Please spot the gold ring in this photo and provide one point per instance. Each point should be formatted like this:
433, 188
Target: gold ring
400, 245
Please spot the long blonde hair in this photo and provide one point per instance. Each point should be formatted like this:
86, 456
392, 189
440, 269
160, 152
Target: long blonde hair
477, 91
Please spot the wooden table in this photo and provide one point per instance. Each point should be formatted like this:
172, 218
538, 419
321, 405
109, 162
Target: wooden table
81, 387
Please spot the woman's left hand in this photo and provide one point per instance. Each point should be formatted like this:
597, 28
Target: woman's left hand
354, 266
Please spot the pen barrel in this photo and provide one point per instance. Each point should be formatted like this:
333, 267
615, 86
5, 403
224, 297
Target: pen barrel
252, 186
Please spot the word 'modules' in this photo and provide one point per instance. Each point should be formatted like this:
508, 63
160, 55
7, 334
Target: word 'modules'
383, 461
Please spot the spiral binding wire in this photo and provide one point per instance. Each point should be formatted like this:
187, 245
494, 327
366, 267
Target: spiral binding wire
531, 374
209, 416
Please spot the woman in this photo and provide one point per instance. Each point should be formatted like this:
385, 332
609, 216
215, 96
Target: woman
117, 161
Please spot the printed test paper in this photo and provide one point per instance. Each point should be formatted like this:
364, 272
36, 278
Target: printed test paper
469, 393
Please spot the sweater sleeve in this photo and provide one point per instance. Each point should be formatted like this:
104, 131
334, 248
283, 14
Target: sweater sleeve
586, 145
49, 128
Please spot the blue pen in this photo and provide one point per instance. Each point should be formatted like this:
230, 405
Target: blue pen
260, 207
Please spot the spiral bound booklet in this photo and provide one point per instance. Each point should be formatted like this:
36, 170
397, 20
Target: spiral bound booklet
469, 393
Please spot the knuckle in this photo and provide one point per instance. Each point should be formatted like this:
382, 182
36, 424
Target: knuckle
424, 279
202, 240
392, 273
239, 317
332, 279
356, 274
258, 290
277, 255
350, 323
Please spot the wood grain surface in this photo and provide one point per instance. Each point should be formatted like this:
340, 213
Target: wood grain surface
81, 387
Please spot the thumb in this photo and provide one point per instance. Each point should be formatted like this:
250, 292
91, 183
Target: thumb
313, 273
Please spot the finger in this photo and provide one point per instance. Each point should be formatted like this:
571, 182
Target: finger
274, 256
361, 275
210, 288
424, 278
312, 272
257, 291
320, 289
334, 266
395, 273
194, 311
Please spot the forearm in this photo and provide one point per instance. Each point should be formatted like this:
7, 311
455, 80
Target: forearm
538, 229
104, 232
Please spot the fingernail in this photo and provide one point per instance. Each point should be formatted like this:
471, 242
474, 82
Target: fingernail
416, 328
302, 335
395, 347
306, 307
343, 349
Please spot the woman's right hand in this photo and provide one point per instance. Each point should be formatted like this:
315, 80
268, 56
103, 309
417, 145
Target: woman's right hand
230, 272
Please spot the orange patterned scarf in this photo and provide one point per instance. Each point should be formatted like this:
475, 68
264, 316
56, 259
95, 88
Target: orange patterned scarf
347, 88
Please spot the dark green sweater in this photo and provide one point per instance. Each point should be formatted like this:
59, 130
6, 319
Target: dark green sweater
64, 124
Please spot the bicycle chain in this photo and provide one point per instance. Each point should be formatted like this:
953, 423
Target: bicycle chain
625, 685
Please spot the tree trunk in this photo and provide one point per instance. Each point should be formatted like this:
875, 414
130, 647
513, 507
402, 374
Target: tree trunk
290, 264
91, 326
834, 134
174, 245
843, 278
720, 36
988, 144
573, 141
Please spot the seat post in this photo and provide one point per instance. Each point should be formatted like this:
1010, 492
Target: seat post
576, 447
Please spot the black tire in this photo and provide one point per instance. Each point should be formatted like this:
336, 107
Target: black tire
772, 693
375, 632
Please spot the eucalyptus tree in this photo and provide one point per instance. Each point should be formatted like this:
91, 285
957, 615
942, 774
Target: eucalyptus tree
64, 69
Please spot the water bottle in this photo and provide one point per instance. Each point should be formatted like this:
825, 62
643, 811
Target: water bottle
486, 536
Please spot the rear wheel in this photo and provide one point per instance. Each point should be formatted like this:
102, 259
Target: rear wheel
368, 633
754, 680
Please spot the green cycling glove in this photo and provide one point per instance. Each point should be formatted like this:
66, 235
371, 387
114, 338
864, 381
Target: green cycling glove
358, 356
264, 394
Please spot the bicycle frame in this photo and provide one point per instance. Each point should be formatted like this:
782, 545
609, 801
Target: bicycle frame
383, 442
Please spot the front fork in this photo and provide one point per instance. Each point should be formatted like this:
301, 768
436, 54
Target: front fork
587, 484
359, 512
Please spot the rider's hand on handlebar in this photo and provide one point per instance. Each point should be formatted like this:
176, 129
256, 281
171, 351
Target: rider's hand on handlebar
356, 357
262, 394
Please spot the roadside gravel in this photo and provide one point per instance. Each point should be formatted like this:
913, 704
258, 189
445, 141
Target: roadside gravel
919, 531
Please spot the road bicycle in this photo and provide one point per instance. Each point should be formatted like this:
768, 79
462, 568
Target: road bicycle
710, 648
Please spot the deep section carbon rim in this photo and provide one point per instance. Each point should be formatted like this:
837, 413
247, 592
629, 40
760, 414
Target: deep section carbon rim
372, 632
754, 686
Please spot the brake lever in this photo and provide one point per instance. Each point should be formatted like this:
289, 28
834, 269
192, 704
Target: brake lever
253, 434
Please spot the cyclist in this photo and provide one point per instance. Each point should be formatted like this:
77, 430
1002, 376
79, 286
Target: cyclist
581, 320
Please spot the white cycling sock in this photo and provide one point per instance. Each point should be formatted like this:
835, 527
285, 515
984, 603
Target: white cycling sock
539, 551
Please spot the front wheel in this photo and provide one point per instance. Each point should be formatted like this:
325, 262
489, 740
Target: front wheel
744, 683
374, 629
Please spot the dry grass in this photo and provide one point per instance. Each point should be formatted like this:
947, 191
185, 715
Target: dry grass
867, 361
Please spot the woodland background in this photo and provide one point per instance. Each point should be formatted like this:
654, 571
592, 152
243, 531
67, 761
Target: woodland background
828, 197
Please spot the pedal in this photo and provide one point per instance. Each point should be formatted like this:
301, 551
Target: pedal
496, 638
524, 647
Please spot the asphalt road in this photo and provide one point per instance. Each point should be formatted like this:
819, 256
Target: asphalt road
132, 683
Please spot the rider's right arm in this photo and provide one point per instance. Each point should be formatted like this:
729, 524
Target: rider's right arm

**Written problem**
Turn every line of the rows above into a Markdown table with two columns, Line and Text. Number the lines in order and leave out any blank lines.

**Final result**
| Line | Text |
|---|---|
| 1 | Please spot the gold ring in this photo and provide one point per instance. Each point should be formatted like this: |
| 2 | 433, 188 |
| 3 | Target: gold ring |
| 4 | 400, 245 |
| 5 | Please spot the long blonde hair in this photo and provide one point per instance. Each point should be formatted like this: |
| 6 | 86, 456 |
| 7 | 392, 189 |
| 8 | 440, 269 |
| 9 | 160, 152 |
| 10 | Target: long blonde hair |
| 11 | 477, 91 |
| 12 | Please spot the wooden table in this photo and provide one point per instance. Each point should be formatted like this: |
| 13 | 172, 218 |
| 14 | 538, 419 |
| 15 | 321, 405 |
| 16 | 109, 162 |
| 17 | Target: wooden table |
| 18 | 81, 387 |
| 19 | Please spot the woman's left hand in this photo and provide one point per instance. Each point should be formatted like this: |
| 20 | 597, 28 |
| 21 | Target: woman's left hand |
| 22 | 354, 266 |
| 23 | Please spot the pen barrel in this photo and provide one point per instance. Each point should be formatted like this: |
| 24 | 333, 267 |
| 25 | 615, 86 |
| 26 | 5, 403 |
| 27 | 224, 297 |
| 28 | Target: pen barrel |
| 29 | 252, 186 |
| 30 | Please spot the word 'modules' in this photo and provide one point per instance. Each point should be formatted like this: |
| 31 | 508, 63 |
| 32 | 160, 55 |
| 33 | 7, 334 |
| 34 | Target: word 'modules' |
| 35 | 383, 461 |
| 36 | Please spot the spiral binding wire in this photo and provide one point per instance. Each point should be formatted like this: |
| 37 | 187, 245 |
| 38 | 494, 327 |
| 39 | 366, 267 |
| 40 | Target: spiral binding wire |
| 41 | 531, 374 |
| 42 | 209, 416 |
| 43 | Please spot the woman in this photo and provide one point per instance. Each point should be formatted like this: |
| 44 | 385, 332 |
| 45 | 609, 216 |
| 46 | 215, 96 |
| 47 | Target: woman |
| 48 | 117, 161 |
| 49 | Please spot the printed test paper in this photo and provide one point per instance. Each point should be formatted like this: |
| 50 | 364, 272 |
| 51 | 36, 278 |
| 52 | Target: printed test paper |
| 53 | 469, 393 |
| 54 | Please spot the sweater sleeve in this photo and provide one point per instance. Each point should be formatted like this: |
| 55 | 104, 131 |
| 56 | 334, 248 |
| 57 | 283, 14 |
| 58 | Target: sweater sleeve |
| 59 | 586, 145 |
| 60 | 49, 128 |
| 61 | Please spot the blue pen in this photo and provide one point per instance. Each point should be formatted like this: |
| 62 | 230, 405 |
| 63 | Target: blue pen |
| 64 | 260, 207 |
| 65 | Please spot the spiral bound booklet in this photo and provide one point per instance. Each point should be formatted like this: |
| 66 | 36, 170 |
| 67 | 397, 20 |
| 68 | Target: spiral bound booklet |
| 69 | 469, 393 |
| 70 | Please spot the knuckle in this photo and provide one point per instance. Each point should be formatted like this: |
| 71 | 382, 182 |
| 72 | 36, 424 |
| 73 | Target: knuckle |
| 74 | 424, 279 |
| 75 | 202, 240 |
| 76 | 392, 273 |
| 77 | 239, 317 |
| 78 | 332, 279 |
| 79 | 356, 274 |
| 80 | 258, 290 |
| 81 | 277, 255 |
| 82 | 350, 323 |
| 83 | Please spot the wood grain surface in this photo and provide one point per instance. Each point should be formatted like this: |
| 84 | 340, 213 |
| 85 | Target: wood grain surface |
| 86 | 81, 387 |
| 87 | Please spot the thumb in this photo and provide one point per instance. Each point should be formatted like this: |
| 88 | 250, 292 |
| 89 | 91, 183 |
| 90 | Target: thumb |
| 91 | 313, 273 |
| 92 | Please spot the finger in this photo and provide one point per instance. Each point should be formatted like this: |
| 93 | 571, 182 |
| 94 | Target: finger |
| 95 | 274, 256 |
| 96 | 361, 275 |
| 97 | 210, 288 |
| 98 | 424, 278 |
| 99 | 312, 272 |
| 100 | 257, 291 |
| 101 | 320, 289 |
| 102 | 334, 266 |
| 103 | 395, 273 |
| 104 | 194, 311 |
| 105 | Please spot the forearm in this photo and provide one point per instance. Each point should be formatted like this: |
| 106 | 7, 311 |
| 107 | 455, 80 |
| 108 | Target: forearm |
| 109 | 538, 229 |
| 110 | 104, 232 |
| 111 | Please spot the fingernail in this photo and provide one point per instance. Each point should be formatted like this: |
| 112 | 471, 242 |
| 113 | 474, 82 |
| 114 | Target: fingernail |
| 115 | 416, 328 |
| 116 | 302, 335 |
| 117 | 395, 347 |
| 118 | 306, 307 |
| 119 | 343, 349 |
| 120 | Please spot the woman's right hand in this photo and provide one point per instance. Each point should be formatted like this: |
| 121 | 315, 80 |
| 122 | 268, 56 |
| 123 | 103, 309 |
| 124 | 417, 145 |
| 125 | Target: woman's right hand |
| 126 | 230, 272 |
| 127 | Please spot the orange patterned scarf in this photo and provide one point per instance. Each point should be formatted like this: |
| 128 | 475, 68 |
| 129 | 264, 316 |
| 130 | 56, 259 |
| 131 | 95, 88 |
| 132 | Target: orange patterned scarf |
| 133 | 347, 88 |
| 134 | Please spot the dark green sweater in this photo and provide one point per instance. Each point should be formatted like this: |
| 135 | 59, 130 |
| 136 | 6, 319 |
| 137 | Target: dark green sweater |
| 138 | 64, 124 |
| 139 | Please spot the bicycle chain in this photo and provide one point per instance. Each point should be formatted like this: |
| 140 | 953, 423 |
| 141 | Target: bicycle chain |
| 142 | 625, 685 |
| 143 | Please spot the tree trunk in this photo and provide one point per instance. Each point should be formatted like this: |
| 144 | 875, 414 |
| 145 | 130, 647 |
| 146 | 513, 507 |
| 147 | 402, 374 |
| 148 | Target: tree trunk |
| 149 | 290, 264 |
| 150 | 91, 326 |
| 151 | 834, 134 |
| 152 | 174, 245 |
| 153 | 843, 278 |
| 154 | 720, 36 |
| 155 | 988, 144 |
| 156 | 573, 141 |
| 157 | Please spot the seat post in this photo and provide one point per instance. Each point should be formatted like this: |
| 158 | 1010, 492 |
| 159 | Target: seat post |
| 160 | 576, 447 |
| 161 | Please spot the black tire in this photo and provide one point per instance. Each point should be formatted like this: |
| 162 | 336, 107 |
| 163 | Target: black tire |
| 164 | 772, 693 |
| 165 | 375, 632 |
| 166 | Please spot the eucalyptus tree in this photo and provide one point per instance. Each point should be formatted like this: |
| 167 | 91, 285 |
| 168 | 957, 615 |
| 169 | 942, 774 |
| 170 | Target: eucalyptus tree |
| 171 | 64, 69 |
| 172 | Please spot the water bottle in this photo and provide one point per instance. Each point should be formatted like this: |
| 173 | 825, 62 |
| 174 | 643, 811 |
| 175 | Target: water bottle |
| 176 | 486, 536 |
| 177 | Please spot the rear wheel in this photo and provide one point per instance. Each point should be formatted like this: |
| 178 | 102, 259 |
| 179 | Target: rear wheel |
| 180 | 368, 633 |
| 181 | 754, 680 |
| 182 | Please spot the green cycling glove in this photo and provide one point per instance. Each point should be formatted like this: |
| 183 | 66, 235 |
| 184 | 371, 387 |
| 185 | 114, 338 |
| 186 | 864, 381 |
| 187 | Target: green cycling glove |
| 188 | 358, 356 |
| 189 | 264, 394 |
| 190 | Please spot the bicycle frame in this photo and provide one point per instance. Each point should be formatted like this: |
| 191 | 782, 545 |
| 192 | 609, 801 |
| 193 | Target: bicycle frame |
| 194 | 383, 442 |
| 195 | Please spot the front fork in this photo and provide one point per instance. Each point should be formatted like this: |
| 196 | 301, 768 |
| 197 | 436, 54 |
| 198 | Target: front fork |
| 199 | 587, 484 |
| 200 | 359, 512 |
| 201 | Please spot the rider's hand on handlebar in this photo and provide one point per instance. Each point should be formatted like this: |
| 202 | 176, 129 |
| 203 | 256, 281 |
| 204 | 171, 351 |
| 205 | Target: rider's hand on handlebar |
| 206 | 356, 357 |
| 207 | 262, 394 |
| 208 | Please spot the roadside gravel in this photo and provide one point per instance. Each point should be formatted like this: |
| 209 | 913, 704 |
| 210 | 258, 189 |
| 211 | 445, 141 |
| 212 | Target: roadside gravel |
| 213 | 919, 531 |
| 214 | Please spot the road bicycle in this photo and provide one point per instance. Each point should be formatted like this: |
| 215 | 768, 79 |
| 216 | 462, 568 |
| 217 | Target: road bicycle |
| 218 | 710, 648 |
| 219 | Please spot the deep section carbon rim in this photo and provide one point per instance. Each point should be formatted like this: |
| 220 | 837, 413 |
| 221 | 247, 592 |
| 222 | 629, 40 |
| 223 | 760, 414 |
| 224 | Target: deep section carbon rim |
| 225 | 372, 632 |
| 226 | 754, 686 |
| 227 | Please spot the brake lever in this photo and provide one point per instance. Each point should be formatted like this: |
| 228 | 289, 28 |
| 229 | 834, 269 |
| 230 | 192, 704 |
| 231 | Target: brake lever |
| 232 | 253, 434 |
| 233 | Please spot the cyclist in this photo and provide one point per instance. Each point should be formatted like this: |
| 234 | 77, 430 |
| 235 | 1002, 376 |
| 236 | 79, 286 |
| 237 | Target: cyclist |
| 238 | 581, 320 |
| 239 | Please spot the white cycling sock in this photo and provide one point per instance. Each point should be formatted like this: |
| 240 | 835, 527 |
| 241 | 285, 515 |
| 242 | 984, 603 |
| 243 | Target: white cycling sock |
| 244 | 539, 551 |
| 245 | Please spot the front wheel in this photo and provide one point per instance. Each point should be formatted like this: |
| 246 | 325, 262 |
| 247 | 489, 740 |
| 248 | Target: front wheel |
| 249 | 744, 683 |
| 250 | 374, 629 |
| 251 | Please spot the dry grass in this photo and provide one point per instance. Each point should be formatted like this: |
| 252 | 947, 191 |
| 253 | 185, 715 |
| 254 | Target: dry grass |
| 255 | 867, 361 |
| 256 | Please spot the woodland background in this photo and provide one point per instance. Each point should be formatted like this: |
| 257 | 654, 571 |
| 258 | 592, 152 |
| 259 | 243, 531 |
| 260 | 67, 761 |
| 261 | Target: woodland background |
| 262 | 828, 197 |
| 263 | Please spot the pedal in this photo and provide one point per instance. Each point should be formatted like this: |
| 264 | 301, 551 |
| 265 | Target: pedal |
| 266 | 496, 638 |
| 267 | 524, 647 |
| 268 | Please spot the asphalt road in this photo and provide one point per instance. Each point should be formatted like this: |
| 269 | 819, 256 |
| 270 | Target: asphalt road |
| 271 | 132, 683 |
| 272 | Please spot the rider's right arm in this photo and provide one point per instance. Each point should be formatted like this: |
| 273 | 729, 524 |
| 274 | Target: rider's right arm |